─── Alıntılanan metin ───

Richard Haass yazdı: Dostlar dostlarına ne borçludur?
"Yanında bir Filistin devleti olmadan İsrail güvenli, müreffeh, demokratik ve Yahudi bir devlet olarak kalamaz."
Çevirmenin notu: Filistinli grupların geçen haftaki Aksa Tufanı saldırısından sonra yıllardır abluka altında olan Gazze Şeridi yoğun bombardıman altında. İsrail’in kara harekâtı —hava 23 derece olmasına rağmen— “hava muhalefeti nedeniyle” ertelendi. Saldırının başlayıp başlamayacağına dair net bir bilgi olmasa da Gazze ahalisi tehcire zorlanıyor.
Bu yıl dünyanın en önemli düşünce kuruluşlarından olan Council on Foreign Relations’taki şeflik vazifesini devreden Richard Haass, İsrail ve Biden yönetimine bir dizi tavsiye sunmuş.
Dostlar dostlarına ne borçludur? Washington neden İsrail’in Gazze’deki askeri eylemlerini kısıtlamalı ve barışa giden yolu muhafaza etmeli?
Richard Haass
15 Ekim 2023
İsrail’in Hamas’ı sonsuza dek yok etme arzusu tamamen anlaşılabilir bir durum. Terör örgütünün 7 Ekim saldırıları 1300’den fazla İsraillinin ölümüne, binlercesinin yaralanmasına ve 150 kadar rehinenin kaçırılmasına neden oldu; ölen, yaralanan ya da kaçırılanların çoğu sivildi. Saldırılar Hamas’ın ileride benzer saldırılar düzenlemekten nasıl caydırılabileceği sorusunu da gündeme getirdi.

───

§ Alıştırma A
Kayıtlarda "goal" sözcüğünü içeren satırları sayın ve yalnızca sayıyı yazın.

─── Sağlanan veriler ───

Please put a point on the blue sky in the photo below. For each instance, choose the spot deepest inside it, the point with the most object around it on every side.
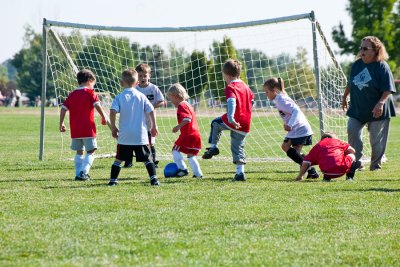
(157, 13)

───
─── Sağlanan veriler ───

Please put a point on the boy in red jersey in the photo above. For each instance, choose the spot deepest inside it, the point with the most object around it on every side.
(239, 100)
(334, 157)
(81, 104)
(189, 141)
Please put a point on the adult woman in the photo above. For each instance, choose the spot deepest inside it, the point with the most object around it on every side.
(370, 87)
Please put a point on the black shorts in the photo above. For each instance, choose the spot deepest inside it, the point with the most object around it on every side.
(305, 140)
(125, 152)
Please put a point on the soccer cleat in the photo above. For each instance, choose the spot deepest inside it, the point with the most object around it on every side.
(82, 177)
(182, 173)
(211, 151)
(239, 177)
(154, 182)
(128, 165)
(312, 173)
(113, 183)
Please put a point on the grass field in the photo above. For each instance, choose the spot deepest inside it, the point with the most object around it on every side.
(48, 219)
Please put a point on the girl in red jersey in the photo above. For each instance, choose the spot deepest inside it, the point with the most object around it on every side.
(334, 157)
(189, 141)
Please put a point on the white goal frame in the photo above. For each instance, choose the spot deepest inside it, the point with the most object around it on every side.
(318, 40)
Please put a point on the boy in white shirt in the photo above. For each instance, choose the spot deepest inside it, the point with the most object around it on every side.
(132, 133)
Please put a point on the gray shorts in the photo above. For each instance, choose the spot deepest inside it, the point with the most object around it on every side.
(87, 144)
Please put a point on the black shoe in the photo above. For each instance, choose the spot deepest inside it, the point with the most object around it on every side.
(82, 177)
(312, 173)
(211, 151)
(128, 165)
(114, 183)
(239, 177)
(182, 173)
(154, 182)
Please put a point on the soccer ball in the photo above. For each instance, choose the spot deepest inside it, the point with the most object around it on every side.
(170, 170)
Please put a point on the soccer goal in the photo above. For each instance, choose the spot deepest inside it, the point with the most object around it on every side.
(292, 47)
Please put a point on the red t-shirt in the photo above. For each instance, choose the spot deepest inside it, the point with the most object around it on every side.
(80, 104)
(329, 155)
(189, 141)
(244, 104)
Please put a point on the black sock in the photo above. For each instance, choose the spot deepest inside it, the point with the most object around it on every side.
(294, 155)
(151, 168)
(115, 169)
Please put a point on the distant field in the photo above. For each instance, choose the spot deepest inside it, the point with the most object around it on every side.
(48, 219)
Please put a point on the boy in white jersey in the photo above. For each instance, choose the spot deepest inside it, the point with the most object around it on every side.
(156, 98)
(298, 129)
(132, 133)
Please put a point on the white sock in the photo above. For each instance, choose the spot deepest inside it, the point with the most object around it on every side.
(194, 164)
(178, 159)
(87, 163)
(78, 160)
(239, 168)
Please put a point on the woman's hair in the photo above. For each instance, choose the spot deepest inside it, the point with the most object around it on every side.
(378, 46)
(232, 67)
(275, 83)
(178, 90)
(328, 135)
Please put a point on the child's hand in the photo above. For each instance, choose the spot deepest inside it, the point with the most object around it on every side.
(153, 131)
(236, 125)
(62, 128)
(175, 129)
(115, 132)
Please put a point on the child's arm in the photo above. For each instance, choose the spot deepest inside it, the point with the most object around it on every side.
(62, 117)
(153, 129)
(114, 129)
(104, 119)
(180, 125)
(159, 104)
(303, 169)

───
─── Sağlanan veriler ───

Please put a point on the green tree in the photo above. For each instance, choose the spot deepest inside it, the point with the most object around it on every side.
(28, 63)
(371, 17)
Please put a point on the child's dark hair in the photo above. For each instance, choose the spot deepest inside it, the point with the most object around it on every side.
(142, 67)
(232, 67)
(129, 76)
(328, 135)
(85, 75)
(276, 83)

───

§ Alıştırma B
Alıntılanan metindeki "İsrail’in Hamas’ı sonsuza dek yok etme arzusu tamamen anlaşılabilir bir durum." cümlesini İngilizceye çevirin.

§ Yazılı cevap A
2

§ Yazılı cevap B
Israel's desire to destroy Hamas once and for all is entirely understandable.